ACTIONS TO TAKE
1. According to the article on short-form video and election disinformation, how much did Instagram say in July 2021 that it would invest in Reels creators?
2. Transcribe the passage of the article on short-form video and election disinformation, starting at "Election disinformation thrives" and ending at "and YouTube Shorts.".
3. Go on with the article on short-form video and election disinformation from the point where it stops.

PAGE
----------
Election disinformation thrives following social media platforms’ shift to short-form video content
4 November 2022
By Clara Martiny, Isabel Jones and Lucy Cooper
TikTok’s meteoric rise over the past three years has forced other social media platforms to prioritize short-form video content as they attempt to compete with the platform’s success. In 2020, both Meta and YouTube launched their own hubs for short-form video content: Instagram Reels and YouTube Shorts.
Since then, both platforms have made a massive effort to attract content creators and audiences alike. In July 2021, Instagram announced it would invest $1 billion in Reels creators; in September 2021, the platform announced it was testing a “Reels Play bonus” that would pay creators based on engagement. Similarly, in September 2022, YouTube announced it would monetize YouTube Shorts, running ads in a user’s feed and giving creators 45% of the revenue “from the overall amount allocated” to them.
The problem with the rapid rollout of these new features is that they are not being properly risk assessed or designed with safety considerations as a priority, and they are being introduced on top of existing content moderation systems designed for different content formats (or product features). These older processes have been shown time and time again to be inconsistent and ineffective, even with text and images alone. The recent focus from many social media platforms on rapidly developing short-form video features is a visceral example of prioritizing market demands over product safety.
As short-form video continues to keep users engaged on social media, it is critical for tech platforms profiting from the consumption of this content to ensure effective and consistent moderation. This means applying tried-and-tested approaches consistently and developing stronger policies where existing policies fail to deal with newer features, as well as being more transparent about the kinds of resources (or lack thereof) that go into video moderation.
There are many types of harmful content that platforms should expect to grapple with on their short-term video products. Already, YouTube Shorts have been found to recommend transphobic and other hateful content to numerous users who were not explicitly seeking it out. ISD has also previously identified how the YouTube Shorts appears to be more aggressive, pushing its users to extreme content faster than the rest of the platform.
Currently, one of the most pressing types of harmful content for the US market is election disinformation. This Dispatch analyzes the election disinformation policies of mainstream social media companies (YouTube, Meta, and TikTok) in the weeks leading up to November 8, and highlights how platforms failed to prepare for short-form videos as a vector for election disinformation.
Election disinformation policies are in place for the midterms – but are they working?
YouTube, Meta, and TikTok have all geared up for the 2022 US midterm elections by updating their approaches to combatting election-related disinformation and highlighting their election-specific content moderation rules (i.e., Community Guidelines or Standards).
----------
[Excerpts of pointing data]
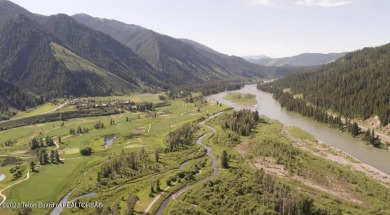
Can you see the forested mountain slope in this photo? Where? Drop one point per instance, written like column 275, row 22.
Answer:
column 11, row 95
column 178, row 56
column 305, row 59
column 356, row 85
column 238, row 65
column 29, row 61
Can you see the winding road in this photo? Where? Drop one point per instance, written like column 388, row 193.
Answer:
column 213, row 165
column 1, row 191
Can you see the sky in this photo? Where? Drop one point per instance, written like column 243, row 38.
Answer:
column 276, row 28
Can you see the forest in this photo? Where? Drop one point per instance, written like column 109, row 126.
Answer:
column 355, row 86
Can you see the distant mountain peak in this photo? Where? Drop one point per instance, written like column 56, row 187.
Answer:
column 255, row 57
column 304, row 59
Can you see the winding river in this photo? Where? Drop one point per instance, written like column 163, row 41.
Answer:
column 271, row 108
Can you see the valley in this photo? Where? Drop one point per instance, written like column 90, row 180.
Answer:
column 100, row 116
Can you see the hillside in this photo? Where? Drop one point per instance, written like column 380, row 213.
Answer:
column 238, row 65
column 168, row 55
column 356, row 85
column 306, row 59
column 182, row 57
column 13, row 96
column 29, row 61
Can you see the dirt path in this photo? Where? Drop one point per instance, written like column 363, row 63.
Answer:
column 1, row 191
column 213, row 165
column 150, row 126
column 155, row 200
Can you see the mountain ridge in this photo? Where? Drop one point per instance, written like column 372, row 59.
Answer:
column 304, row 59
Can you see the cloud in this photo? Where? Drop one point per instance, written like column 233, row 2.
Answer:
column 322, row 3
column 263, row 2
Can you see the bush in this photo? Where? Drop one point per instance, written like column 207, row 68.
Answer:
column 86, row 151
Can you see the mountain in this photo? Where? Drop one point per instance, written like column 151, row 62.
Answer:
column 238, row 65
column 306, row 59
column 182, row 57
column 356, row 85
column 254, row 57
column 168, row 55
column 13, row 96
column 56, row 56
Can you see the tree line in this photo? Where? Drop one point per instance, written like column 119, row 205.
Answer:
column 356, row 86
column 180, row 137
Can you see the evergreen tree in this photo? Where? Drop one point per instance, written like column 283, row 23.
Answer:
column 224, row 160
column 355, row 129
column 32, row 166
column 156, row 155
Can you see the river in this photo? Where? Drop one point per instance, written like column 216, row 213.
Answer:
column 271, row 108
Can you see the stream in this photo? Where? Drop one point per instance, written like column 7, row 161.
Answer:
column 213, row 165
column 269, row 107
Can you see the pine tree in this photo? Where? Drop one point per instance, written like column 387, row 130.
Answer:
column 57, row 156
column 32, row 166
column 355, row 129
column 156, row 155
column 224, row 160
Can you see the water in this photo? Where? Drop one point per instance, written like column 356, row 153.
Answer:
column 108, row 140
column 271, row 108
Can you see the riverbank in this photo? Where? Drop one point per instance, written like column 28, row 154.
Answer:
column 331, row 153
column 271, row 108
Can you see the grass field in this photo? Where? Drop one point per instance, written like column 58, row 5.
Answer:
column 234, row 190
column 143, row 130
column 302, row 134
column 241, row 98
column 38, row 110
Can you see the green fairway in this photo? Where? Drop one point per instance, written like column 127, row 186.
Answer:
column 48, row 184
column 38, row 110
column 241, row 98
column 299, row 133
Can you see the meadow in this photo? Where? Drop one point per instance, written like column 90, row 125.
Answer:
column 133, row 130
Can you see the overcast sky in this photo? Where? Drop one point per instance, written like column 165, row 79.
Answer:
----------
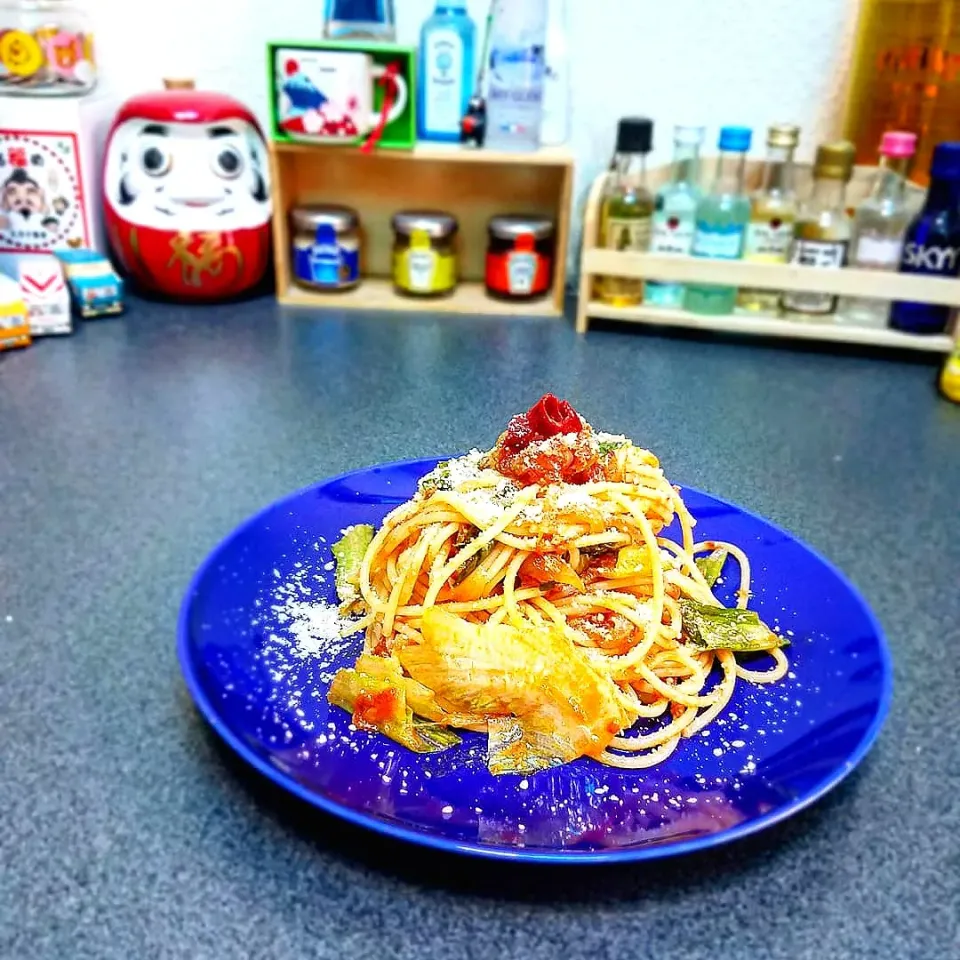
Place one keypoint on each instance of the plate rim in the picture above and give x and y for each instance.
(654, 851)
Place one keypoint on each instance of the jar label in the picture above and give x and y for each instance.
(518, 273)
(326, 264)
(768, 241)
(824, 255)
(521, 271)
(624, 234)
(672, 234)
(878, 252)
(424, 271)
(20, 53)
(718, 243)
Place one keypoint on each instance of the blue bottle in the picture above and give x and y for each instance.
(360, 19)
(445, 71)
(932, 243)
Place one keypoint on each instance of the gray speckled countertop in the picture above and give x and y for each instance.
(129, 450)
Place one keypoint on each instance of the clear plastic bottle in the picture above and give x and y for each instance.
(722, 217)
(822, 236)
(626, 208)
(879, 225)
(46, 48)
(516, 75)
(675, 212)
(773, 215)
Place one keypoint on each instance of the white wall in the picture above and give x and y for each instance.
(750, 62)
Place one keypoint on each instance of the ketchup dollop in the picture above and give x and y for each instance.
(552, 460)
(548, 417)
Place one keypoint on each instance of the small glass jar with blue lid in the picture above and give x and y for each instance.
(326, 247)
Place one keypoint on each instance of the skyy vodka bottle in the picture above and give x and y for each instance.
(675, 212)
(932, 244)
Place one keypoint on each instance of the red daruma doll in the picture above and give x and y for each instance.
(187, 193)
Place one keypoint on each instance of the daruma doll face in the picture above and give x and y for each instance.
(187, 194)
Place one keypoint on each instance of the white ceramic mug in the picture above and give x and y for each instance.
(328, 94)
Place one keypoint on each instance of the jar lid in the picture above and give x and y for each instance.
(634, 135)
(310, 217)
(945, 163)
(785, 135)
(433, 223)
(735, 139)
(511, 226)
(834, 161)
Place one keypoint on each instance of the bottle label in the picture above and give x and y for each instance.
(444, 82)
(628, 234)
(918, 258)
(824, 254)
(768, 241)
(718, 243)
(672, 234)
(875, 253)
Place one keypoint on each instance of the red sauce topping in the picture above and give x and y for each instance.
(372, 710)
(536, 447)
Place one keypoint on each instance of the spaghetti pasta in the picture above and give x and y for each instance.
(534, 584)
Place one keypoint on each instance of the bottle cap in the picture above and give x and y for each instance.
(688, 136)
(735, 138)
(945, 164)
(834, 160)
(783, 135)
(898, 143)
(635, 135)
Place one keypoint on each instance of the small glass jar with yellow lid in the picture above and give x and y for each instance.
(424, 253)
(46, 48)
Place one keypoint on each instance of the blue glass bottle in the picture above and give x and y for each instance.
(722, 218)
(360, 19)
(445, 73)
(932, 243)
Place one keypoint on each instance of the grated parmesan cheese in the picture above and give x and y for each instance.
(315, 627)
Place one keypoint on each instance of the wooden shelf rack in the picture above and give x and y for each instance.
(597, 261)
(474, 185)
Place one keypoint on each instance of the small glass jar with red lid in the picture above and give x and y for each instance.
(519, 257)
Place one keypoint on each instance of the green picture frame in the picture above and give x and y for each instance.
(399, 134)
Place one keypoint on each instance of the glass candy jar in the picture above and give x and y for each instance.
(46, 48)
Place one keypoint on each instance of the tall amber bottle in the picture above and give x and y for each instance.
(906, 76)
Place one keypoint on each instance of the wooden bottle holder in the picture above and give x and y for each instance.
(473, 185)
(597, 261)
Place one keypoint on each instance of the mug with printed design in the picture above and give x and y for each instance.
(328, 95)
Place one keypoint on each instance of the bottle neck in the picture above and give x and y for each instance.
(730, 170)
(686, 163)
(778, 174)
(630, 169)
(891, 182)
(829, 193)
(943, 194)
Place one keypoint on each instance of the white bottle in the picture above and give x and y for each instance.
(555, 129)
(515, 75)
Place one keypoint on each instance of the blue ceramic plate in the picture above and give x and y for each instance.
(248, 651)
----------
EXPECTED RESPONSES
1. $1 billion.

2.
Election disinformation thrives following social media platforms’ shift to short-form video content
4 November 2022
By Clara Martiny, Isabel Jones and Lucy Cooper
TikTok’s meteoric rise over the past three years has forced other social media platforms to prioritize short-form video content as they attempt to compete with the platform’s success. In 2020, both Meta and YouTube launched their own hubs for short-form video content: Instagram Reels and YouTube Shorts.

3.
On September 1, YouTube announced its algorithm would “prominently [recommend] content coming from authoritative national and local news sources” when users search for midterms content. The platform also said it would show a “variety of informational panels in English and Spanish” to give more context to searches related to midterms – whether it be voting-related, candidate-related, or general election news. In preparation for Election Day, the platform also said it would provide updated results when they start to roll out. This announcement also refers to the platform’s elections misinformation policies which go into more detail on the content allowed related to elections, including past US Presidential elections. These policies also apply to YouTube Shorts.
Meta made a similar announcement on August 16 with an update on how the company would handle the midterms across its’ platforms. Meta announced its approach to the midterms would be “consistent with the policies and safeguards” it had during the 2020 election. The company added English and Spanish informational panels “deployed” in a “targeted and strategic way.”
The announcement also refers to Meta’s misinformation policy, which includes a section on “voter or census interference.” Instagram’s policy does not remove false or misleading content including claims that have been found false by fact-checkers – the platform instead demotes them from the “Explore” feed and “Reels” tab.
TikTok announced its “commitment to election integrity” ahead of the midterms on August 17, claiming it would “provide access to authoritative information” and roll out an “Elections Center” with election content and resources in “more than 45 languages.” The platform also plans to update users with election results on Election Day. TikTok’s announcement said it would label videos and hashtags mentioning the election and linked to its misinformation policies, which tells users to not post content that “misleads community members about elections.”
But these policies may not be enough. Experts say Meta’s strategy for combatting election disinformation ahead of the midterms is not doing enough to counter the spread of narratives that, for example, push the “Big Lie.” Other research has shown that TikTok is not taking a comprehensive enough approach to political advertising ahead of the midterms.
The research in this Dispatch shows that content containing election disinformation is easy to find on YouTube Shorts, Instagram Reels, and TikTok, suggesting social media companies have underinvested in moderation of short-form video content.
Below, ISD analysts highlight examples of hashtags and videos identified on YouTube Shorts, Instagram Reels, and TikTok that spread misleading claims about elections (whether the 2020 Presidential or the upcoming midterms) and push common election fraud narratives (more of which are highlighted in ISD’s previous Dispatch); and how platforms are seemingly failing to moderate short-form video content.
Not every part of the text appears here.